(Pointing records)
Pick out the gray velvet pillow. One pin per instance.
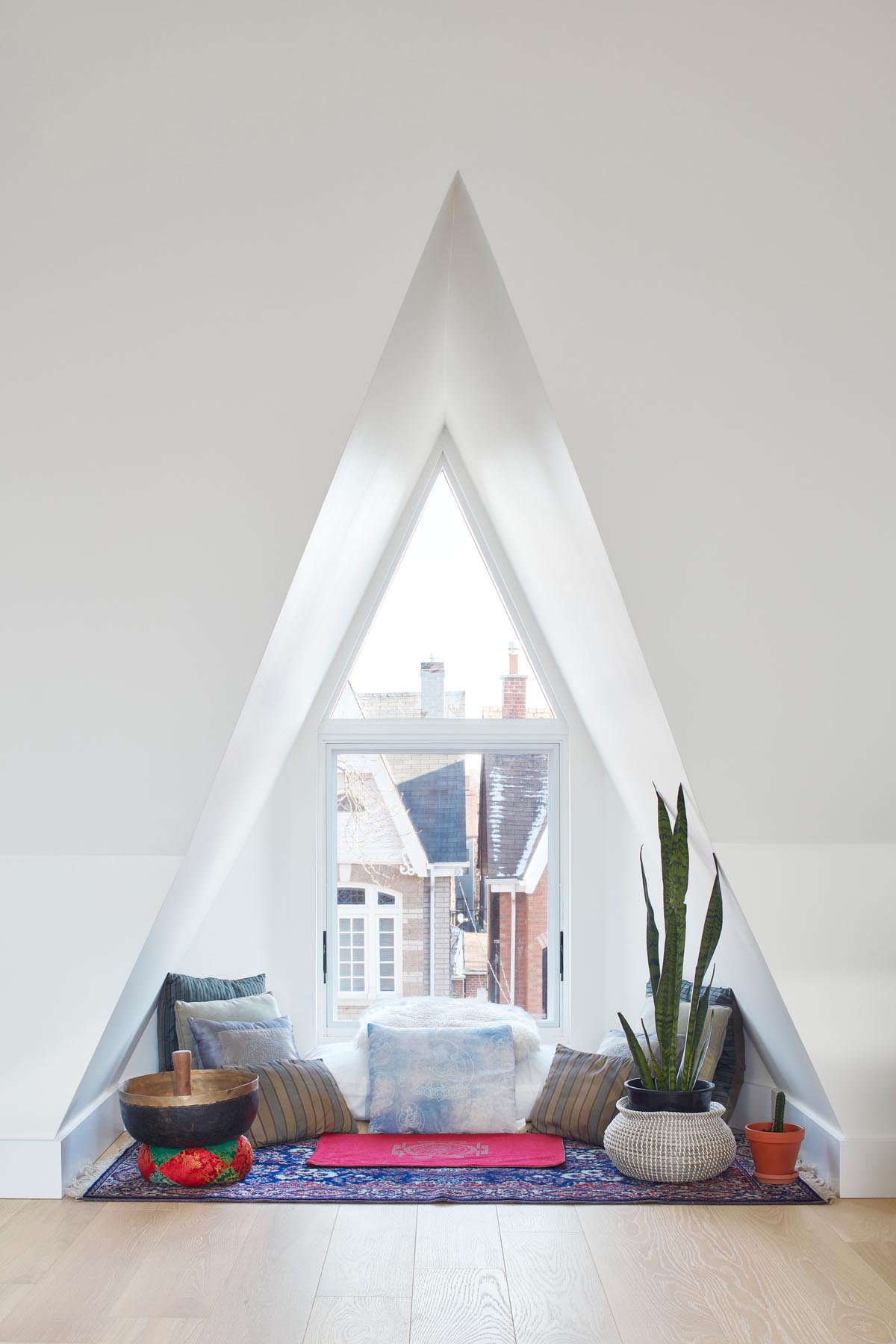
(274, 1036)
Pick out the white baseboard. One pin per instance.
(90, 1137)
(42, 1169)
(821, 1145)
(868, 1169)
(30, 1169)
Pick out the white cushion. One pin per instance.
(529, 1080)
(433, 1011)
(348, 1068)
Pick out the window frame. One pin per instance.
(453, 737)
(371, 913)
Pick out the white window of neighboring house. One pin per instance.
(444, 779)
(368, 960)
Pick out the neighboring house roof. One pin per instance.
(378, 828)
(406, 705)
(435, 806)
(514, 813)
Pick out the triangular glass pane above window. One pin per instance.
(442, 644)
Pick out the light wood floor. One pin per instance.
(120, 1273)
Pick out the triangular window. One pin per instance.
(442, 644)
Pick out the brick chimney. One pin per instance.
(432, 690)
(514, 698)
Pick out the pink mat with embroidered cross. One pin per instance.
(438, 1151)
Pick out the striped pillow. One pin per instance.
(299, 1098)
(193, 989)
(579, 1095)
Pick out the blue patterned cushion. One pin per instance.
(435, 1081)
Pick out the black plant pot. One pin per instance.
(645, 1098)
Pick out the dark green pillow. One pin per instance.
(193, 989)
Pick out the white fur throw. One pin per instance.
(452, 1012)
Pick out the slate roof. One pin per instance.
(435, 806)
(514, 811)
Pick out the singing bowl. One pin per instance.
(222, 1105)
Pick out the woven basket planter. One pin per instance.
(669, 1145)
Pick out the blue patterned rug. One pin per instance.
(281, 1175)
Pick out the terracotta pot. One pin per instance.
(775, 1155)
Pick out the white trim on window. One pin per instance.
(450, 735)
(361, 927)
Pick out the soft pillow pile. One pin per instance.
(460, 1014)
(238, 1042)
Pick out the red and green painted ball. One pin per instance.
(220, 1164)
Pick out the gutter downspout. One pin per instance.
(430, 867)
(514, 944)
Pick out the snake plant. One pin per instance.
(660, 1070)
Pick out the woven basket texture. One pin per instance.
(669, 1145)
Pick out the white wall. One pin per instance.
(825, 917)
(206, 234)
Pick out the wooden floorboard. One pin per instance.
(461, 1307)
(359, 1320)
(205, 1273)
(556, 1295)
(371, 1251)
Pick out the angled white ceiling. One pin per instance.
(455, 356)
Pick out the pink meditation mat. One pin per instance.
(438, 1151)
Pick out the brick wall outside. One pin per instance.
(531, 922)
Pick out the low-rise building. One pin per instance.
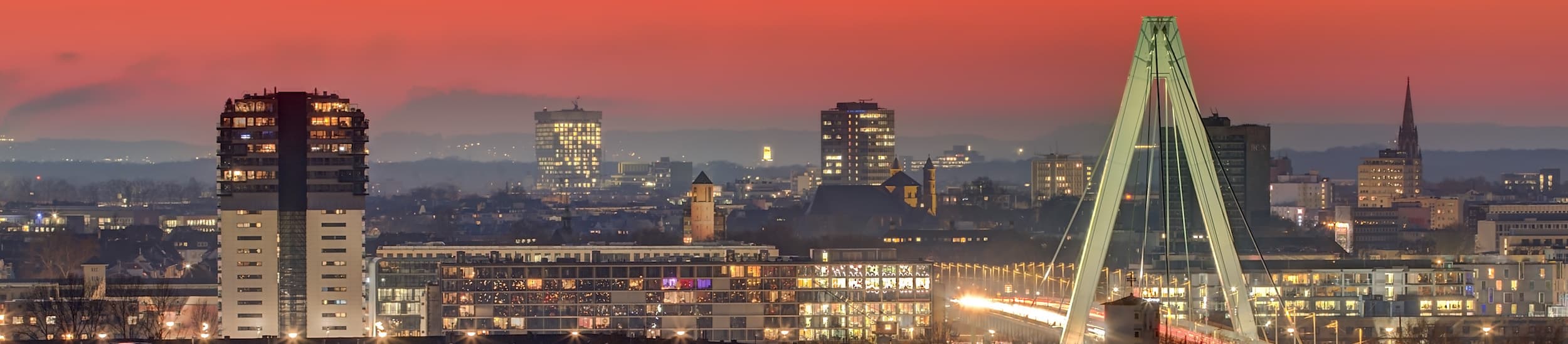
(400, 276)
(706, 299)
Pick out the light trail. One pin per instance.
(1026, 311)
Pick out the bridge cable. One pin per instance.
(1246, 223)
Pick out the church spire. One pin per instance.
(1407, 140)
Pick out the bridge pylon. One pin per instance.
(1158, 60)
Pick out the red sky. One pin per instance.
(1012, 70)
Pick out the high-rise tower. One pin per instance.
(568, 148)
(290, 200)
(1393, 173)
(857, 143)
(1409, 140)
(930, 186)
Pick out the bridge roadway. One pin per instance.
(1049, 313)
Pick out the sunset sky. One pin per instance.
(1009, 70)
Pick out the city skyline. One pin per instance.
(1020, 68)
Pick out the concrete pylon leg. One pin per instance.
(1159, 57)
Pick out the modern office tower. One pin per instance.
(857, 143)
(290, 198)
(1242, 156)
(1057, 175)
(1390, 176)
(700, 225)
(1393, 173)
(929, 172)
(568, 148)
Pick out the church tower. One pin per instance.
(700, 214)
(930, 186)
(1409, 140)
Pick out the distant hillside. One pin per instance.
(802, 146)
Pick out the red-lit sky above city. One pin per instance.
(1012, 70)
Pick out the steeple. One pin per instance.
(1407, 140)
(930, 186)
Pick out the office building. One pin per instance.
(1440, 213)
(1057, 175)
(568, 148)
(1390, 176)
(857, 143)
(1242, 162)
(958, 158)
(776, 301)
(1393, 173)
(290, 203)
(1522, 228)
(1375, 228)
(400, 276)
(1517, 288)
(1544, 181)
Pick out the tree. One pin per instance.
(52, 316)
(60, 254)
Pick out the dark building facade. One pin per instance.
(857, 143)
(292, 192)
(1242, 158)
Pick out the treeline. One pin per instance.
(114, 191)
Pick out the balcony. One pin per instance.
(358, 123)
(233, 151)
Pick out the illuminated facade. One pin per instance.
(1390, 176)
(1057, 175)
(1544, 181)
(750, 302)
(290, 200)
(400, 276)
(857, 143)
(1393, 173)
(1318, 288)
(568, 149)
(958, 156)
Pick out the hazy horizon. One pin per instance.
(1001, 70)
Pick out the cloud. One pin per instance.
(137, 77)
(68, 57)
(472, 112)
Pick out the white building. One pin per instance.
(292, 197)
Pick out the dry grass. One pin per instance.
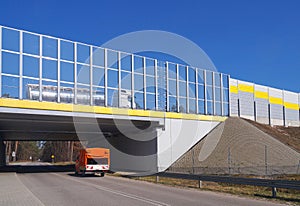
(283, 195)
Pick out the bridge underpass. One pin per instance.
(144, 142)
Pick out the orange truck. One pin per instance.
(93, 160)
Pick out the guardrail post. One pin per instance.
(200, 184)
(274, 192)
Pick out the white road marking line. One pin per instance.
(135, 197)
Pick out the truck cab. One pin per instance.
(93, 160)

- _What you should do_
Could you copy out every one of the records above word for word, leaving the pictures out of your answer?

- _Written solution_
Pick out the gray velvet pillow. One pin per instance.
(274, 1036)
Pick out the white baseboard. One pin per instance.
(90, 1137)
(42, 1169)
(821, 1145)
(868, 1169)
(30, 1169)
Pick out the white cushion. One pin per instance.
(529, 1080)
(433, 1011)
(348, 1068)
Pick out the window frame. One pin per instance.
(453, 737)
(371, 913)
Pick out the white window of neighboring house. One pin per instance.
(444, 779)
(368, 960)
Pick out the neighboring house roof. One pin per instance.
(378, 828)
(406, 705)
(435, 806)
(514, 813)
Pick out the triangular glass pane above window. One pin per instance.
(442, 644)
Pick out the light wood floor. One pin per instance.
(120, 1273)
Pick out the triangular window. One pin per instance.
(442, 644)
Pick out the brick chimney. One pin per instance.
(432, 690)
(514, 698)
Pick out the pink mat with embroidered cross. One pin per instance.
(438, 1151)
Pick out the striped pillow. One pin per instance.
(299, 1098)
(193, 989)
(579, 1095)
Pick out the blue patterned cushion. One pin per instance.
(435, 1081)
Pick out the black plant pot. One pin per instance.
(645, 1098)
Pick out the dark green pillow. One pin per instance.
(193, 989)
Pick out the white fur throw. One pin per instance.
(452, 1012)
Pick out the slate roof. One pin per instance.
(435, 806)
(514, 811)
Pick out the singing bowl. One pin per instance.
(222, 1105)
Pick out the woven basket planter. One pin per instance.
(669, 1145)
Pick out the blue patterned rug. One pin per instance.
(281, 1175)
Pick out the terracotta pot. One pin per instance.
(775, 1155)
Pick out the white trim on window. One pin per instance.
(450, 735)
(361, 927)
Pick out the soft pillow pile. One pin per instance.
(460, 1014)
(238, 1042)
Pick out the red and green painted ball. One pin per instance.
(220, 1164)
Pick out the gutter downspout. One pin per instance.
(430, 867)
(514, 944)
Pick out the snake plant. One pin per instance.
(660, 1070)
Pick out the woven basket texture. One pin per instance.
(669, 1145)
Pick out the white wall. One pin per instance.
(825, 917)
(206, 234)
Pick out the wooden floorboard. One pin per instance.
(461, 1307)
(359, 1320)
(205, 1273)
(556, 1295)
(371, 1251)
Pick out the angled white ceiling. One pin per instance.
(455, 356)
Pick out the pink meditation mat. One pin per instance.
(438, 1151)
Pick out the brick wall outside. One pin per instance.
(531, 922)
Pick out the low-rise building. One pin per instance.
(400, 276)
(706, 299)
Pick out the light trail. One pin per instance.
(1026, 311)
Pick out the bridge cable. One pin per instance.
(1246, 223)
Pick out the church spire. One pin per instance.
(1407, 140)
Pick out the bridge pylon. One pin per instance.
(1158, 60)
Pick out the red sky. One pin per instance.
(1012, 70)
Pick out the high-rise tower. One pin per instance.
(568, 148)
(290, 200)
(1393, 173)
(857, 143)
(1409, 140)
(930, 186)
Pick out the bridge roadway. One pin per instance.
(1049, 313)
Pick out the sunset sky. One pin per instance.
(1009, 70)
Pick out the city skyline. One pin per instance.
(1020, 68)
Pick out the concrete pylon leg. One pin per instance.
(1159, 57)
Pick out the modern office tower. One pin per instance.
(857, 143)
(290, 198)
(1242, 156)
(1057, 175)
(1390, 176)
(700, 225)
(1393, 173)
(929, 172)
(568, 148)
Pick out the church tower. One pin per instance.
(700, 214)
(930, 186)
(1409, 140)
Pick out the distant hillside. One pin per instance.
(802, 146)
Pick out the red-lit sky above city. One pin per instance.
(1012, 70)
Pick out the steeple. One pin per instance.
(1407, 140)
(930, 186)
Pick out the office building. One pin per instance.
(1440, 213)
(1057, 175)
(568, 148)
(1390, 176)
(857, 143)
(1242, 162)
(958, 158)
(776, 301)
(1393, 173)
(290, 203)
(1522, 228)
(1375, 228)
(400, 276)
(1517, 288)
(1544, 181)
Pick out the tree. One pin per instance.
(52, 316)
(60, 254)
Pick out the dark building facade. One pin per instance.
(857, 143)
(292, 192)
(1242, 158)
Pick out the treeline. One pin per instance.
(114, 191)
Pick out the balcony. One pin per instance.
(358, 123)
(233, 151)
Pick out the illuminated facade. One pin per instance.
(1390, 176)
(1057, 175)
(1544, 181)
(750, 302)
(290, 200)
(400, 276)
(857, 143)
(1393, 173)
(1318, 288)
(568, 149)
(958, 156)
Pick out the hazy horizon. One pin per instance.
(1001, 70)
Pick out the cloud. One pin per instance.
(137, 77)
(68, 57)
(472, 112)
Pick out the white building. One pin per instance.
(292, 197)
Pick out the dry grass. One pin per instance.
(283, 195)
Pick out the bridge underpass. One pin per instance.
(144, 142)
Pick out the orange truck. One pin per instance.
(93, 160)
Pick out the guardrail post. One pin per instance.
(200, 184)
(274, 192)
Pick out the white road marking line. One pin per instance.
(135, 197)
Pick out the truck cab. One pin per instance.
(93, 160)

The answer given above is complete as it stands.